| SET EXERCISE |
Reproduce the lines starting at the one that contains "written like [295,249]." and ending at the last line, substituting "locator" for "pointer" and changing nothing else.
** begin **
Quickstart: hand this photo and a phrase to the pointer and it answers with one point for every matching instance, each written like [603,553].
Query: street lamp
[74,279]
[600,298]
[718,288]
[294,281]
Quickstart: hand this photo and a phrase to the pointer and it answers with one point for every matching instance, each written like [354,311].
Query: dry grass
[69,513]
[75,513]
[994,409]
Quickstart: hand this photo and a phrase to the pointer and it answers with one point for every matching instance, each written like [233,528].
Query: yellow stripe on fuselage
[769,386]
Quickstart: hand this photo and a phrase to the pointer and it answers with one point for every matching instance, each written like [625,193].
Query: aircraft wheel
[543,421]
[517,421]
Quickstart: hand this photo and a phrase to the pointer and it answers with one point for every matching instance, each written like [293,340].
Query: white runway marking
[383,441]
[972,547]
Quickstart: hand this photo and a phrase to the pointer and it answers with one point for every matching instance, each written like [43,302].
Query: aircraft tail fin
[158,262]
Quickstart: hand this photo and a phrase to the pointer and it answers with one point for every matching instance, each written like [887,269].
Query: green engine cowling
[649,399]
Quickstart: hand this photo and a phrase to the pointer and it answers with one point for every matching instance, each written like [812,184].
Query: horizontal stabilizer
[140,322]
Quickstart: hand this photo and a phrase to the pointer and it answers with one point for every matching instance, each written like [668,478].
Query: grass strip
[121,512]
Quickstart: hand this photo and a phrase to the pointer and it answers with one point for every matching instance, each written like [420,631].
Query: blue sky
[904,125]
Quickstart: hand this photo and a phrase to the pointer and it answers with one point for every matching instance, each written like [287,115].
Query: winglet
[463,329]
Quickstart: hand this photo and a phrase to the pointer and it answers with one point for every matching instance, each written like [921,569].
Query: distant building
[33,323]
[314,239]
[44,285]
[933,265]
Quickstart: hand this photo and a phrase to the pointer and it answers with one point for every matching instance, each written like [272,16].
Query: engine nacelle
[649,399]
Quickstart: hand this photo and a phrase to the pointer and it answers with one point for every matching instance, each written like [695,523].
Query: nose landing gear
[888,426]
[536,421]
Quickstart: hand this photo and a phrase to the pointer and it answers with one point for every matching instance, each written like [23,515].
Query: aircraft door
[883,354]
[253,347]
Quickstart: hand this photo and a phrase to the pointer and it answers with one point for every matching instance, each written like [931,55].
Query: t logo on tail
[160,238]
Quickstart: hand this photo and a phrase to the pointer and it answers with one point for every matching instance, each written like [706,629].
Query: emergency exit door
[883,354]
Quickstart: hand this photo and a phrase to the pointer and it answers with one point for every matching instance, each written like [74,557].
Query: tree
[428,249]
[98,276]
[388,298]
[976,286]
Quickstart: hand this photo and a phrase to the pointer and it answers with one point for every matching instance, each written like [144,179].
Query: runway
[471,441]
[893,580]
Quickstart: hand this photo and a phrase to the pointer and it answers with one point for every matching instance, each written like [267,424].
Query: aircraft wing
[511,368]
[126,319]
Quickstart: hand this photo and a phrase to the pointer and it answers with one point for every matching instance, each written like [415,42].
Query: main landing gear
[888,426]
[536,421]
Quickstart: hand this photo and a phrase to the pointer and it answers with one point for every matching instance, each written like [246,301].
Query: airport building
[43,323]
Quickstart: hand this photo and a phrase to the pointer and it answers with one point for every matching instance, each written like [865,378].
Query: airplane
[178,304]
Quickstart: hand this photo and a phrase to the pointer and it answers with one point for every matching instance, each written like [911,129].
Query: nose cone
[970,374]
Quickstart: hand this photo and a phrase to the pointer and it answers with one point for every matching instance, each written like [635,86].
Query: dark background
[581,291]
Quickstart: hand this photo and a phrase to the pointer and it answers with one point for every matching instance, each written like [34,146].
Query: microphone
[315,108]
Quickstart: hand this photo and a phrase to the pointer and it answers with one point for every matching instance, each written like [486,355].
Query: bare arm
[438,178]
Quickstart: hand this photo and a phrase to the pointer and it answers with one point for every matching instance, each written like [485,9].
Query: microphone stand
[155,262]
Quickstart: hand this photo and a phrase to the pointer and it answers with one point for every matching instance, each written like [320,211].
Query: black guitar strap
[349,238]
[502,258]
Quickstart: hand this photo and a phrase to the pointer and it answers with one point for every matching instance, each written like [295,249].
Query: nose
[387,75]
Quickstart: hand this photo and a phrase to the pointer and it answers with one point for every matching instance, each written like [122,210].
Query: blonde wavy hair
** end **
| COMPLETED EXERCISE |
Quickstart: hand this photo and a phrase to the locator and it answers with one point for every matching instance, each written like [295,249].
Query: nose
[387,75]
Quickstart: hand this photo and a phrase to the locator and it answers with one point for every matching instance, each written like [122,210].
Query: blonde wavy hair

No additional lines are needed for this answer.